_REQUIREMENT_
Write out exactly the lines running from the one with "[mark] the grassy" to the last line of the entries, keeping both the first and the last.
*** DATA TO PROCESS ***
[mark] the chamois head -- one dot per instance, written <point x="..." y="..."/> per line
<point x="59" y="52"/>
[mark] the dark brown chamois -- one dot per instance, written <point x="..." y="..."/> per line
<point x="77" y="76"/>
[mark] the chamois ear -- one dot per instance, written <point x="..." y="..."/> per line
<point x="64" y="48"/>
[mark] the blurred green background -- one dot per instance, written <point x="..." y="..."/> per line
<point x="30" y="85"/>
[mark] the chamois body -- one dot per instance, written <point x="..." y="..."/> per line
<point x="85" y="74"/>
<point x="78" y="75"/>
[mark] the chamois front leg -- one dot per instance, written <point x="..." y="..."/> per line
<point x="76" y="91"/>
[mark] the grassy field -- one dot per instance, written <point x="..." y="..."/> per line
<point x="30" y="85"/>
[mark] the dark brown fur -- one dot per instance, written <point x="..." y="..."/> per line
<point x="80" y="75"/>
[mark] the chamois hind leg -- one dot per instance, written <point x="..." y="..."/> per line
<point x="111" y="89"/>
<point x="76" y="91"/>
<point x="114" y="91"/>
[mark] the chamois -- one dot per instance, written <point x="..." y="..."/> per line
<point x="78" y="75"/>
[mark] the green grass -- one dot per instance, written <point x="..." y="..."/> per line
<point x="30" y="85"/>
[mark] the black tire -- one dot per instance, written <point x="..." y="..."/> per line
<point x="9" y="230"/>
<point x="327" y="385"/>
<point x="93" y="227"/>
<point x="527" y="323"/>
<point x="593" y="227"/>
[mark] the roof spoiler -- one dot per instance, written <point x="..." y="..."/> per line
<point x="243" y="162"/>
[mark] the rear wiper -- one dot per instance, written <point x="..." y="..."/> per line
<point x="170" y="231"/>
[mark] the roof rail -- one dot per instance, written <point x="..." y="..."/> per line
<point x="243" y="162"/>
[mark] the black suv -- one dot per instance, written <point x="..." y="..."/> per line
***
_ANSWER TO THIS EXERCISE_
[mark] the grassy field -- one dot per instance, written <point x="..." y="..."/> per line
<point x="30" y="85"/>
[mark] the dark brown fur -- one dot per instance, written <point x="..." y="..."/> per line
<point x="80" y="75"/>
[mark] the chamois hind leg -- one dot per instance, written <point x="..." y="..."/> per line
<point x="111" y="89"/>
<point x="76" y="91"/>
<point x="114" y="91"/>
[mark] the chamois -- one dot per instance, written <point x="..." y="..."/> per line
<point x="78" y="75"/>
[mark] the green grass -- one dot per instance, written <point x="..." y="..."/> per line
<point x="30" y="85"/>
[mark] the black tire -- one dot per instance, written <point x="..." y="..."/> per line
<point x="9" y="230"/>
<point x="327" y="385"/>
<point x="93" y="227"/>
<point x="527" y="323"/>
<point x="593" y="227"/>
[mark] the roof spoiler -- one dot per instance, written <point x="..." y="..."/> per line
<point x="243" y="162"/>
[mark] the rear wiper -- one dot per instance, written <point x="..." y="..."/> per line
<point x="170" y="231"/>
[mark] the roof rail -- one dot per instance, written <point x="..." y="..."/> per line
<point x="243" y="162"/>
[mark] the black suv -- one dot per instance, written <point x="..." y="..."/> per line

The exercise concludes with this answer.